» 书面任务 a: 请逐字抄录关于部分反转链表的阅读材料中从“For example:Given 1->2->3->4->5->NULL, m”到“n || !head)”的这一段。

» 阅读材料:
========

Reverse a linked list from position m to n. Do it in-place and in one-pass.
For example:Given 1->2->3->4->5->NULL, m = 2 and n = 4,
return 1->4->3->2->5->NULL.
Note:Given m, n satisfy the following condition:1 ≤ m ≤ n ≤ length of list.
部分反转链表,细心点处理好各种情况就好
var reverseBetween = function(head, m, n) {
if (m === n || !head)
return head;
var step = m-1;
var pre = null;
//将pre指向要反转的前一个
while (step>0) {
step--;
pre = pre ? pre.next : head;
}
step = n - m;
//不反转的末尾
var ne = pre;
//反转的开头
var rb = pre ? pre.next : head;
pre = rb;
//要反转的
var now = pre.next;
while (step>=1) {
var temp = now.next;
now.next = pre;
pre = now;
now = temp;
step--;
}
//反转的开头指向后面
rb.next = now;
if (ne) {
//如果ne不是空的,意味着不是从头开始反转的
//ne指向被反转的链表的末尾
ne.next = pre;
return head;
}
//ne是空的,那就意味着整个链表的头是反转链表的末尾
return pre;
};

========

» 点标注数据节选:
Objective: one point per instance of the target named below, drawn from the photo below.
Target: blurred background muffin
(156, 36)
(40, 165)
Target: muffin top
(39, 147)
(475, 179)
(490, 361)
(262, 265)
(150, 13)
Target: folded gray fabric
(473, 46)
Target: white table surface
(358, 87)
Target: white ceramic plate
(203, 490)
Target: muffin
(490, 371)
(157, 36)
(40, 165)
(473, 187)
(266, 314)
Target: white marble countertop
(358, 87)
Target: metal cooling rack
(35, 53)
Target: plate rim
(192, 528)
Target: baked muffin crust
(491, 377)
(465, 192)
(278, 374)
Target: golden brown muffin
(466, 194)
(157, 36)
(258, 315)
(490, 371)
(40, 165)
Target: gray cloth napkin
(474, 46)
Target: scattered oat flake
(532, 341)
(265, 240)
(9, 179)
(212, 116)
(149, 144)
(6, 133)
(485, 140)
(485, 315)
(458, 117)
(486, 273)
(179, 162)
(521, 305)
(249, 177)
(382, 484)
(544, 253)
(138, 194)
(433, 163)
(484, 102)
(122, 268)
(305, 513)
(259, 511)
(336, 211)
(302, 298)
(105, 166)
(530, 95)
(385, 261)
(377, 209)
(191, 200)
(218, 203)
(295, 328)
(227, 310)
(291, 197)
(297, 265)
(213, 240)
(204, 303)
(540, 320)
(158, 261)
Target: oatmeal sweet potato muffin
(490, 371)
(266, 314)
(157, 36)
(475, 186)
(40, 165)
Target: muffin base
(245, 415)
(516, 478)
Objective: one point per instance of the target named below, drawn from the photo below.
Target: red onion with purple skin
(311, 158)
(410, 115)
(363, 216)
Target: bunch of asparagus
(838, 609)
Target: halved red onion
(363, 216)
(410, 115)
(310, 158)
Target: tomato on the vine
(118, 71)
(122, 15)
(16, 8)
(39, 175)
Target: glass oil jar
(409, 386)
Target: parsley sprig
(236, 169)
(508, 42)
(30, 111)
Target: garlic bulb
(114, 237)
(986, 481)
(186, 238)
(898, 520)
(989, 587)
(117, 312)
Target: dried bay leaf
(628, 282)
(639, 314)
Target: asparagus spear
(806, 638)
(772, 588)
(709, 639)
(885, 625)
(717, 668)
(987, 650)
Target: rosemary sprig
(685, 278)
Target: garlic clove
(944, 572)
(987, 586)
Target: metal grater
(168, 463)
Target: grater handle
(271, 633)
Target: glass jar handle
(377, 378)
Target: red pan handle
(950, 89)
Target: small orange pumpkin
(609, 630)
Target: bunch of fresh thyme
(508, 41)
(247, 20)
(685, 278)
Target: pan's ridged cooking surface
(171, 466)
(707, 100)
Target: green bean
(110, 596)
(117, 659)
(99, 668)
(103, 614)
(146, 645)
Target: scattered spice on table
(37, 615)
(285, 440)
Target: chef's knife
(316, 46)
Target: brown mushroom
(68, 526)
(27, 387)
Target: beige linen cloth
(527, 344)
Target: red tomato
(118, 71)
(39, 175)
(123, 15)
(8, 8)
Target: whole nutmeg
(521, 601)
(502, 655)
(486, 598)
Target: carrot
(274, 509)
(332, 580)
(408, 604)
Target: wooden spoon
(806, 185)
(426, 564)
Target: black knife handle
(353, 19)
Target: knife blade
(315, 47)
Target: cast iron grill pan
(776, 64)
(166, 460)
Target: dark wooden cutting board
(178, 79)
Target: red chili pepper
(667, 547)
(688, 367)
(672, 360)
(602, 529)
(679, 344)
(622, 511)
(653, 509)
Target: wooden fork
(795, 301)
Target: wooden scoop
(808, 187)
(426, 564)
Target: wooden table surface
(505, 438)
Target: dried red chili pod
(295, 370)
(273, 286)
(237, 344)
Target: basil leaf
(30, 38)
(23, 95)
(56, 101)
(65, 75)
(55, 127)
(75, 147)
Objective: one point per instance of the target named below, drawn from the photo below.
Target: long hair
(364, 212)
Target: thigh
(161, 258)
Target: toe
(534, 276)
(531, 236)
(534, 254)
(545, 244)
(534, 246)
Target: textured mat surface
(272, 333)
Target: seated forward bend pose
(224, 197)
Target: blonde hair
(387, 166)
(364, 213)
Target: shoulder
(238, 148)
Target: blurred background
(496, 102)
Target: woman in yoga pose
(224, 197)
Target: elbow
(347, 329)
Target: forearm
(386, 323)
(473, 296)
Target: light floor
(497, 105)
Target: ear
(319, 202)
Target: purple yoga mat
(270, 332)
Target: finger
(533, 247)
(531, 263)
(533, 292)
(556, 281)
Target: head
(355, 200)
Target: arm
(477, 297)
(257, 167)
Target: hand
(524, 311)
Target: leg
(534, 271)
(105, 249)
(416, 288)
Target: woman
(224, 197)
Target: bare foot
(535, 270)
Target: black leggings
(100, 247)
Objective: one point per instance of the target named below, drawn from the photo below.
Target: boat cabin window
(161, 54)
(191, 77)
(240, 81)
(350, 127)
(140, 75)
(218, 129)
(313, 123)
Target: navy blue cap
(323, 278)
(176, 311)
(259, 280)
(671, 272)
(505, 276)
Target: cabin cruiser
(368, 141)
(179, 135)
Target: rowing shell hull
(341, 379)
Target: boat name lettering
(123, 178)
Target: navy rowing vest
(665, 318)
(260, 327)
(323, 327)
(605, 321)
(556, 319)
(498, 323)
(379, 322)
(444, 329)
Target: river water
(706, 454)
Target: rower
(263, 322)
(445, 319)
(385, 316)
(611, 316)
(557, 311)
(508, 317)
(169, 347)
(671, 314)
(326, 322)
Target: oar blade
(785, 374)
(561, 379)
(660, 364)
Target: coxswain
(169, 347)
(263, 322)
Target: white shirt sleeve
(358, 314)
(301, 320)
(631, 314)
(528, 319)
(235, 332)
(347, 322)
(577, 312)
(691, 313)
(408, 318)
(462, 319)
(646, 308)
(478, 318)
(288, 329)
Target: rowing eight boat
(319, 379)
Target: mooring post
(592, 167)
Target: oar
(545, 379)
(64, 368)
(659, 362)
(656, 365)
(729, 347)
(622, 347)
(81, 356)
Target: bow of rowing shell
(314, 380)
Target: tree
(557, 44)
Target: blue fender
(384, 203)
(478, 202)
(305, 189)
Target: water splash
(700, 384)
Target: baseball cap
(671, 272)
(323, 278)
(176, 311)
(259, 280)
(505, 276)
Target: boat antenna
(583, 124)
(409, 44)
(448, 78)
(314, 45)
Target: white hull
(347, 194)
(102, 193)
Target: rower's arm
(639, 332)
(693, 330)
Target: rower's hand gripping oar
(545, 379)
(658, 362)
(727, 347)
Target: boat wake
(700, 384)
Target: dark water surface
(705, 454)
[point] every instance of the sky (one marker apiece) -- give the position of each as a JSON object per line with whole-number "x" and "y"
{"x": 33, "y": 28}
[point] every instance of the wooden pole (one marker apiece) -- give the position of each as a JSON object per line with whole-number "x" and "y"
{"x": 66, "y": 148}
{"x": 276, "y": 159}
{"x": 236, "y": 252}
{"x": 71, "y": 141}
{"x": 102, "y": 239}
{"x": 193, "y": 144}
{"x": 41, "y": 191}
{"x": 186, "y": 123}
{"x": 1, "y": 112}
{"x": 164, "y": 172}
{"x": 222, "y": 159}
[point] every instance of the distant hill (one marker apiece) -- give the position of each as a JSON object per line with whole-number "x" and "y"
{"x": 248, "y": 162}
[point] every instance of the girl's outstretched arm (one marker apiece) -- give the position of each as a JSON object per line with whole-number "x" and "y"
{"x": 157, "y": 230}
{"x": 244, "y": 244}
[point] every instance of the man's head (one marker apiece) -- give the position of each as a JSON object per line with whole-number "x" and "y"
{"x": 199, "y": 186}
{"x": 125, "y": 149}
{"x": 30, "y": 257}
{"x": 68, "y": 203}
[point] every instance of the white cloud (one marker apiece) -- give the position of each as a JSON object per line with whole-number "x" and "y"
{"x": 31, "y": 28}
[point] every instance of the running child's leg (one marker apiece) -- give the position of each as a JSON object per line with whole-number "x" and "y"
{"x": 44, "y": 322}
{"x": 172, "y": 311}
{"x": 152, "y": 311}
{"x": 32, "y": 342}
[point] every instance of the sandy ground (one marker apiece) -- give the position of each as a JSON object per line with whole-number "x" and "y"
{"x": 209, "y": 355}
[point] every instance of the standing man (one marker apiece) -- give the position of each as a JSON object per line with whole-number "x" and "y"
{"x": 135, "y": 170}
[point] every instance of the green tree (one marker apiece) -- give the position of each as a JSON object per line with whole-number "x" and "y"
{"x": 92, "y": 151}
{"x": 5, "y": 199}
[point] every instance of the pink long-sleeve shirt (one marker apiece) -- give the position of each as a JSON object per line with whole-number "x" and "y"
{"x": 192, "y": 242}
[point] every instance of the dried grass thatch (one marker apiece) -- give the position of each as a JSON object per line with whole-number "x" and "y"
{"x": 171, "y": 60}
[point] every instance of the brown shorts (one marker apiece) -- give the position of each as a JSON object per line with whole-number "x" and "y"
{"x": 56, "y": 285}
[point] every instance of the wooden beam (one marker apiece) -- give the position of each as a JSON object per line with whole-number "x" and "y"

========

» 书面任务 b: 把记录中从含有“[point] every instance of the running”的那一行起直到记录末尾的各行重新写出，只写这一部分。请求行照原样保留，答案中的每个坐标值都加上47。

» 输出结果 a:
For example:Given 1->2->3->4->5->NULL, m = 2 and n = 4,
return 1->4->3->2->5->NULL.
Note:Given m, n satisfy the following condition:1 ≤ m ≤ n ≤ length of list.
部分反转链表,细心点处理好各种情况就好
var reverseBetween = function(head, m, n) {
if (m === n || !head)

» 输出结果 b:
[point] every instance of the running child's leg (one marker apiece) -- give the position of each as a JSON object per line with whole-number "x" and "y"
{"x": 91, "y": 369}
{"x": 219, "y": 358}
{"x": 199, "y": 358}
{"x": 79, "y": 389}
[point] every instance of the sandy ground (one marker apiece) -- give the position of each as a JSON object per line with whole-number "x" and "y"
{"x": 256, "y": 402}
[point] every instance of the standing man (one marker apiece) -- give the position of each as a JSON object per line with whole-number "x" and "y"
{"x": 182, "y": 217}
[point] every instance of the green tree (one marker apiece) -- give the position of each as a JSON object per line with whole-number "x" and "y"
{"x": 139, "y": 198}
{"x": 52, "y": 246}
[point] every instance of the pink long-sleeve shirt (one marker apiece) -- give the position of each as a JSON object per line with whole-number "x" and "y"
{"x": 239, "y": 289}
[point] every instance of the dried grass thatch (one marker apiece) -- give the position of each as a JSON object per line with whole-number "x" and "y"
{"x": 218, "y": 107}
[point] every instance of the brown shorts (one marker apiece) -- give the position of each as a JSON object per line with whole-number "x" and "y"
{"x": 103, "y": 332}
[point] every instance of the wooden beam (one marker apiece) -- give the position of each as a JSON object per line with whole-number "x" and "y"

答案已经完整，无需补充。